Tâche 1
Recopiez à l'identique l'intégralité du texte sur la compassion et la tragédie.
Tâche 2
Reproduisez fidèlement, s'il vous plaît, les lignes des enregistrements comprises entre celle qui contient « the green front » et celle qui contient « of the alleyway », ces deux lignes incluses.

Texte du document

'''

Elle improvise elle-même mais en s’inspirant du modèle dynamique du héros tragique. Tandis que le propos de Martha Nussbaum est d’insister sur cette sorte d’ouverture de l’individu-spectateur au sort du héros, qui représente l’autre homme en général. Par la tragédie, s’opère une dilatation de l’âme à la faveur de laquelle l’autre se fait une place dans notre monde, parce qu’au préalable on est allé à la rencontre de son monde à lui, de ses souffrances et de sa vulnérabilité.
Md : Et c’est donc cette disposition à la compassion que l’on retrouve dans les «émotions démocratiques»… Mais pourquoi ne pas admettre que notre culture musulmane ne nous prodigue pas à sa façon cette éducation à l’empathie que la philosophe américaine reconnaît à la tragédie ? Les chrétiens aussi, d’ailleurs, verraient volontiers cette même disposition dans leur religion.
Ph : On ne peut complètement dénier à ces deux religions, et à d’autres non plus sans doute, une vocation à la compassion envers autrui. Mais ce que nous avons relevé dès nos toutes premières rencontres, c’est que le présupposé d’un au-delà —qu’il soit de récompense ou de châtiment— supprime à l’existence humaine son cadre tragique et, par conséquent, limite les raisons de la compassion. Si un homme juste meurt dans d’atroces souffrances et que je suis un bon croyant, je serais pour ainsi dire baigné dans la certitude qu’il ira droit au paradis. Par conséquent qu’il sera consolé de ses malheurs. Et cette pensée me dispensera d’avoir à le rejoindre mentalement dans son épreuve.
D’autre part, la compassion aura tendance à être dirigée vers les coreligionnaires, à l’exclusion des autres, qui sont perçus, de façon plus ou moins implicites, comme les réprouvés de Dieu : donc ceux à qui ils ne convient pas d’accorder sa compassion, sous peine d’aller contre les sentiments de Dieu à leur égard. Au contraire, il y a même un risque que la religion devienne le lieu de dispositions qui sont à l’opposé de l’empathie, parce qu’on s’y donne des raisons de trouver une satisfaction à la souffrance de l’autre, qui est l’hérétique, le mécréant, etc.

'''

Extraits de données
'''

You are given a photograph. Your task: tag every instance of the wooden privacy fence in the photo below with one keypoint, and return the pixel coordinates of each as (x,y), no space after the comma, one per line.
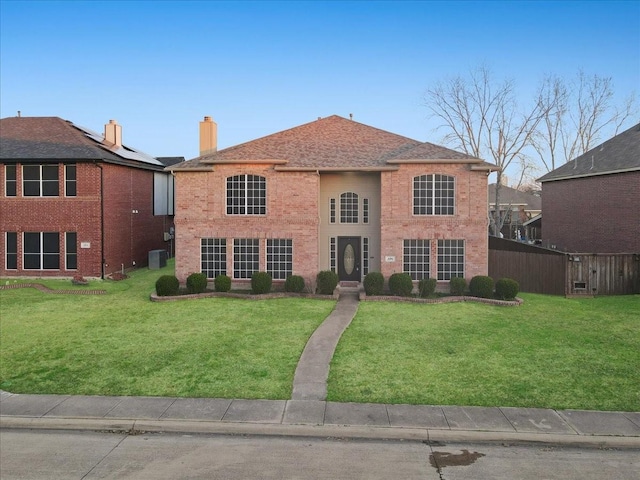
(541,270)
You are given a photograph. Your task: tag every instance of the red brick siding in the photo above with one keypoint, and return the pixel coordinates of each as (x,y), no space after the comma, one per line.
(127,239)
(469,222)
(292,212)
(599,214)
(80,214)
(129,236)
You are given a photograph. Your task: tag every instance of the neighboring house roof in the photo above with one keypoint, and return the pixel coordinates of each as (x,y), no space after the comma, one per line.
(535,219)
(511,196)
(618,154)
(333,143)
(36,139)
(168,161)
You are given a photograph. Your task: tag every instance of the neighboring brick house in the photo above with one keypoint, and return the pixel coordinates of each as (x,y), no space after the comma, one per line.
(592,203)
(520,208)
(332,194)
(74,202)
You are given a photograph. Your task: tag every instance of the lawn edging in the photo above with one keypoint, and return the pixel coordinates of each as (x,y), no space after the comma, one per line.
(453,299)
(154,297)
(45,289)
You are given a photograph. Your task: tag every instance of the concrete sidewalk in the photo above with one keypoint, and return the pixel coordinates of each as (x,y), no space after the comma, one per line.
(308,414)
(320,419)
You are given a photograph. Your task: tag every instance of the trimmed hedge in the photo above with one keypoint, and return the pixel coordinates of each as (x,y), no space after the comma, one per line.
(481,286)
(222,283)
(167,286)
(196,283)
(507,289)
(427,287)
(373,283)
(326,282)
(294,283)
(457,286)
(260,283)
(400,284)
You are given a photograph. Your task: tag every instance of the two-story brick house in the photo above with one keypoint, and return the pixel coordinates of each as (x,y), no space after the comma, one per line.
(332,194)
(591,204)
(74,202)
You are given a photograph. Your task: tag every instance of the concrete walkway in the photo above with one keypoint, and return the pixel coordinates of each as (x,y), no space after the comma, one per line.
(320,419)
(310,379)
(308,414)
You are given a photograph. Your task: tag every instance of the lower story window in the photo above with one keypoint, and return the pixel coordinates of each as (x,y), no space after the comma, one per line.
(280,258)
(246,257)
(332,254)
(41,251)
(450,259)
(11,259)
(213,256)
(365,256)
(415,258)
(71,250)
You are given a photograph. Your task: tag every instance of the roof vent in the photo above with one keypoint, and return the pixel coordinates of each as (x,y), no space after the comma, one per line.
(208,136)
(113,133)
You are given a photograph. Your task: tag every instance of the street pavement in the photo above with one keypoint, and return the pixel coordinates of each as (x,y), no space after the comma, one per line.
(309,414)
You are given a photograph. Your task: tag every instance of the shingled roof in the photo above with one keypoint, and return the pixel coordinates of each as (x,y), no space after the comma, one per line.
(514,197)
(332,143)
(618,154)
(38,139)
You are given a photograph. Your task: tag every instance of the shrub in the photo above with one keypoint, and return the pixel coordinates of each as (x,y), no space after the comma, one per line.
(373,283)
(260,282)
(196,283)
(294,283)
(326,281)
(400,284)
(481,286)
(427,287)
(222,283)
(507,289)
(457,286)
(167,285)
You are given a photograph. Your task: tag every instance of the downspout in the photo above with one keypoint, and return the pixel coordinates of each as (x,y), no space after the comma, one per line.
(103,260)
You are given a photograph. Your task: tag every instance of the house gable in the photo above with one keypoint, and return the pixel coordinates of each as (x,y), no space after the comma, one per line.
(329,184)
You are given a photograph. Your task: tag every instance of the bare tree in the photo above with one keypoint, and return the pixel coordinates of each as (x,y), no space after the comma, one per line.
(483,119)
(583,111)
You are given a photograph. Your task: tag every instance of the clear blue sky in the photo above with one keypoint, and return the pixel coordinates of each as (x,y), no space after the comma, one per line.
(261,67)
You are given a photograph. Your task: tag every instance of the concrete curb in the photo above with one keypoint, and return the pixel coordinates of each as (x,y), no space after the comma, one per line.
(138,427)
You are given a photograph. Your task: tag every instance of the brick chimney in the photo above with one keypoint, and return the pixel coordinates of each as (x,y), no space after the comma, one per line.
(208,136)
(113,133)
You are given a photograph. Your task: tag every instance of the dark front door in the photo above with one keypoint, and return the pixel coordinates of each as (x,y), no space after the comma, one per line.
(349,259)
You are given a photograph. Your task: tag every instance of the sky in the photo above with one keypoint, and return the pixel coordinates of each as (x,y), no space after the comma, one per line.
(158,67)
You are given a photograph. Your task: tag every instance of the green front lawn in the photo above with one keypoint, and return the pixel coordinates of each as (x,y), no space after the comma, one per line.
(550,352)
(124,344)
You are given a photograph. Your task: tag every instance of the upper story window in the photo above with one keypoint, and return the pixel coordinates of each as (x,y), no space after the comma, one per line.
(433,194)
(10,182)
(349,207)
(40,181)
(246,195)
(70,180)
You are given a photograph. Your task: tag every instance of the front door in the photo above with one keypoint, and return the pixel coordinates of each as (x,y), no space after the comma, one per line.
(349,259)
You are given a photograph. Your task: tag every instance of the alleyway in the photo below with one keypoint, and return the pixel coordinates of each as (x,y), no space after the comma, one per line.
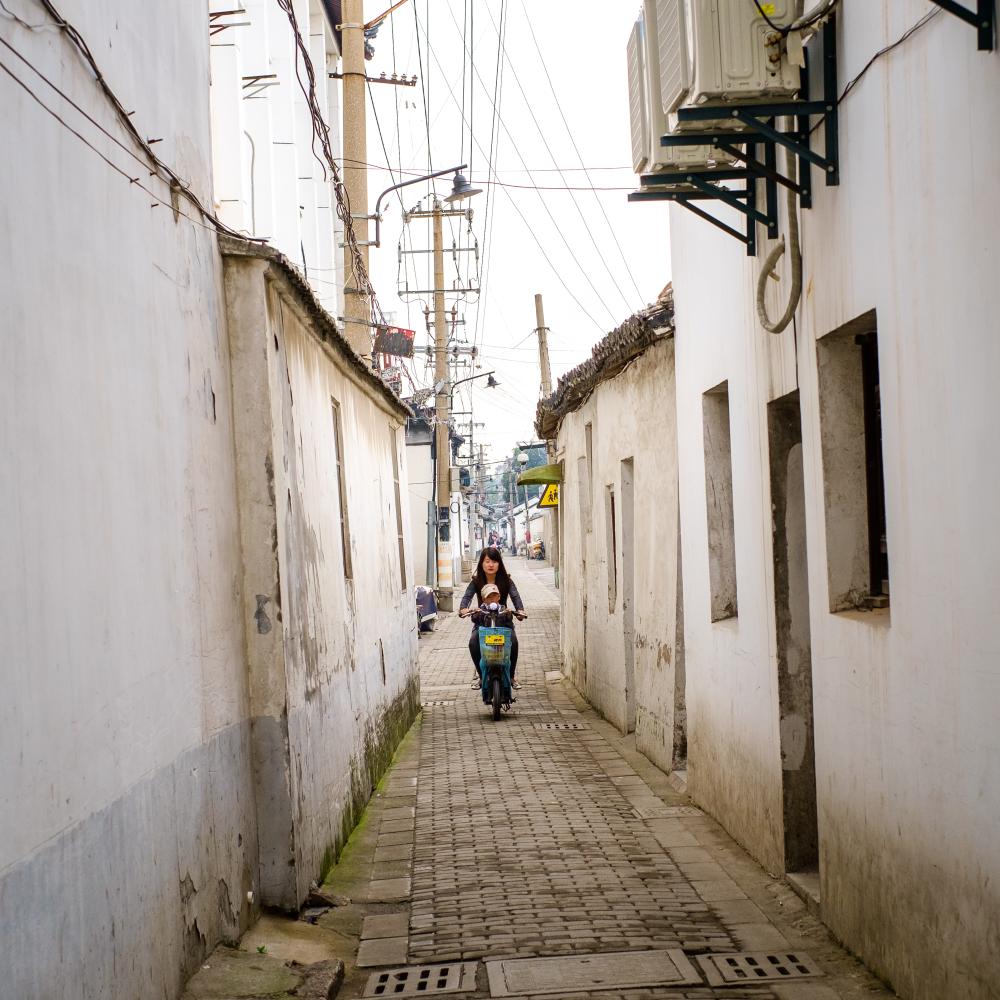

'''
'''

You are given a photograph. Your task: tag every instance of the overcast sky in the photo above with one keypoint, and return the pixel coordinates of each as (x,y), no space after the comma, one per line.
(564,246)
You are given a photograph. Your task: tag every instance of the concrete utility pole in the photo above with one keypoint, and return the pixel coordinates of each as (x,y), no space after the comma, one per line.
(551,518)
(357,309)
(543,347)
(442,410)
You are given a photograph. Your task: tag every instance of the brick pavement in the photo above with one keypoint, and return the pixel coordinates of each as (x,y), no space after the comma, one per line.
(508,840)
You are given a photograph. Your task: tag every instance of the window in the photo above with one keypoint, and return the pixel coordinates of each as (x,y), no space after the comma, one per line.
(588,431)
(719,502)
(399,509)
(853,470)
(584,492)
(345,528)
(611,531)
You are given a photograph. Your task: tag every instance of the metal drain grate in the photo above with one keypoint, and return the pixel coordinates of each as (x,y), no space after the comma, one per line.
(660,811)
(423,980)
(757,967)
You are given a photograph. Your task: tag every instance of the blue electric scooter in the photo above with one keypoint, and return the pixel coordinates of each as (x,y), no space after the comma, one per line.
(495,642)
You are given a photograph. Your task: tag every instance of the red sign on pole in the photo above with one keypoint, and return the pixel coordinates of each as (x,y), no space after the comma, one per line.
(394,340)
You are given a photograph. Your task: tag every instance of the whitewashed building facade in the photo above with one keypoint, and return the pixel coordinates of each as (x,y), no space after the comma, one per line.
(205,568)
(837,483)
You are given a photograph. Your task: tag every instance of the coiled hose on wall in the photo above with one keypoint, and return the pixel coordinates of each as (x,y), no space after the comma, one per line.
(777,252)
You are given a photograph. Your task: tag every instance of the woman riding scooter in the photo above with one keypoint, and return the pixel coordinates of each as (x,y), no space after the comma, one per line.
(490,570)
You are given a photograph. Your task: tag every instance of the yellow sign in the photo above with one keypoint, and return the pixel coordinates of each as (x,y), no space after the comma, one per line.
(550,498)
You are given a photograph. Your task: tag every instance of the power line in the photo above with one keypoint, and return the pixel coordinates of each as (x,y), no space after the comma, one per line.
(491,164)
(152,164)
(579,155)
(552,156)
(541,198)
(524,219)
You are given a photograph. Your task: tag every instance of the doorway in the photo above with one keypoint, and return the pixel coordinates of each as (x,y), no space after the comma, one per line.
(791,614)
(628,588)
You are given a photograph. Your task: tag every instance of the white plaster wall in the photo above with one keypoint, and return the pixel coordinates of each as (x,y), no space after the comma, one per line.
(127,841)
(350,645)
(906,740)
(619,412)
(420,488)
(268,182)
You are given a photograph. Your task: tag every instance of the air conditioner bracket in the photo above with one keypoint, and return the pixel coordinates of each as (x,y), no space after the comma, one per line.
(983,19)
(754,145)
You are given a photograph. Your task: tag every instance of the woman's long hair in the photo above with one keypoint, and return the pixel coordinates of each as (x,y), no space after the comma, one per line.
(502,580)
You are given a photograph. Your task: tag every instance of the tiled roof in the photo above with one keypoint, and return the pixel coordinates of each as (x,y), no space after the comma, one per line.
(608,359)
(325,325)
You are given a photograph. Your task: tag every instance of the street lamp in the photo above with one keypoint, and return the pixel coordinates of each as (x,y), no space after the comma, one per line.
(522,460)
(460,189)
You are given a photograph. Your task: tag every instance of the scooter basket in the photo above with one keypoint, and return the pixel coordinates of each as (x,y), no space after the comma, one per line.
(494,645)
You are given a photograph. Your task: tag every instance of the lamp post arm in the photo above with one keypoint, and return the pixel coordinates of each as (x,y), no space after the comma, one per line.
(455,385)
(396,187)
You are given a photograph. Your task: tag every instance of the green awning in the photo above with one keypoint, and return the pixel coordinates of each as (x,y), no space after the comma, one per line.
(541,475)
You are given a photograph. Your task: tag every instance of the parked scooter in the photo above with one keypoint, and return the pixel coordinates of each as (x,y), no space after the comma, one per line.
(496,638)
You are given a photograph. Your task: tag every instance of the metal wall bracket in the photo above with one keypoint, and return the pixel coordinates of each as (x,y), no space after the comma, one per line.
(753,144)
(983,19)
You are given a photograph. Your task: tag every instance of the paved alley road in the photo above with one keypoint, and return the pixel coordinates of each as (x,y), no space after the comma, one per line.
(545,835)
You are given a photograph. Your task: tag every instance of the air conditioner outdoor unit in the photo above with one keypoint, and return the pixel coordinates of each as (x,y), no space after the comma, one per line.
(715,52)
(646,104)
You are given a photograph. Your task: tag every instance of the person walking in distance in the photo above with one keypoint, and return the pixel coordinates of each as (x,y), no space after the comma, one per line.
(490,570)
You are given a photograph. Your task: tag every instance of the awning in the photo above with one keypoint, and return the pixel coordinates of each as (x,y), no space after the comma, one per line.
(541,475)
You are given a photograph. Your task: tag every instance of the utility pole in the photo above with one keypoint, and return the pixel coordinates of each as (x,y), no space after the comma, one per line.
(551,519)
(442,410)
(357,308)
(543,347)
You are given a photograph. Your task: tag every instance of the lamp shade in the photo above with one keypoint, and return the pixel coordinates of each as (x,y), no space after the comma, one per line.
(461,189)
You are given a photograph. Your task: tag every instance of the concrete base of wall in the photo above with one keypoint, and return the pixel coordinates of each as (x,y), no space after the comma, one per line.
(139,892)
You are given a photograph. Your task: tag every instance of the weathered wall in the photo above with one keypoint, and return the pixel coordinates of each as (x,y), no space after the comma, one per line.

'''

Solution proposée 1
Elle improvise elle-même mais en s’inspirant du modèle dynamique du héros tragique. Tandis que le propos de Martha Nussbaum est d’insister sur cette sorte d’ouverture de l’individu-spectateur au sort du héros, qui représente l’autre homme en général. Par la tragédie, s’opère une dilatation de l’âme à la faveur de laquelle l’autre se fait une place dans notre monde, parce qu’au préalable on est allé à la rencontre de son monde à lui, de ses souffrances et de sa vulnérabilité.
Md : Et c’est donc cette disposition à la compassion que l’on retrouve dans les «émotions démocratiques»… Mais pourquoi ne pas admettre que notre culture musulmane ne nous prodigue pas à sa façon cette éducation à l’empathie que la philosophe américaine reconnaît à la tragédie ? Les chrétiens aussi, d’ailleurs, verraient volontiers cette même disposition dans leur religion.
Ph : On ne peut complètement dénier à ces deux religions, et à d’autres non plus sans doute, une vocation à la compassion envers autrui. Mais ce que nous avons relevé dès nos toutes premières rencontres, c’est que le présupposé d’un au-delà —qu’il soit de récompense ou de châtiment— supprime à l’existence humaine son cadre tragique et, par conséquent, limite les raisons de la compassion. Si un homme juste meurt dans d’atroces souffrances et que je suis un bon croyant, je serais pour ainsi dire baigné dans la certitude qu’il ira droit au paradis. Par conséquent qu’il sera consolé de ses malheurs. Et cette pensée me dispensera d’avoir à le rejoindre mentalement dans son épreuve.
D’autre part, la compassion aura tendance à être dirigée vers les coreligionnaires, à l’exclusion des autres, qui sont perçus, de façon plus ou moins implicites, comme les réprouvés de Dieu : donc ceux à qui ils ne convient pas d’accorder sa compassion, sous peine d’aller contre les sentiments de Dieu à leur égard. Au contraire, il y a même un risque que la religion devienne le lieu de dispositions qui sont à l’opposé de l’empathie, parce qu’on s’y donne des raisons de trouver une satisfaction à la souffrance de l’autre, qui est l’hérétique, le mécréant, etc.

Solution proposée 2
You are given a photograph. Your task: tag every instance of the green front lawn in the photo above with one keypoint, and return the pixel coordinates of each as (x,y), no space after the comma, one per line.
(550,352)
(124,344)
You are given a photograph. Your task: tag every instance of the upper story window in the photo above with one keypoint, and return the pixel coordinates of each as (x,y), no space after the comma, one per line.
(433,194)
(10,182)
(349,207)
(40,181)
(246,195)
(70,180)
You are given a photograph. Your task: tag every instance of the front door in the photo above with one keypoint, and return the pixel coordinates of each as (x,y), no space after the comma, one per line.
(349,259)
You are given a photograph. Your task: tag every instance of the alleyway in the photo below with one keypoint, and return the pixel coordinates of each as (x,y), no space after the comma, one per line.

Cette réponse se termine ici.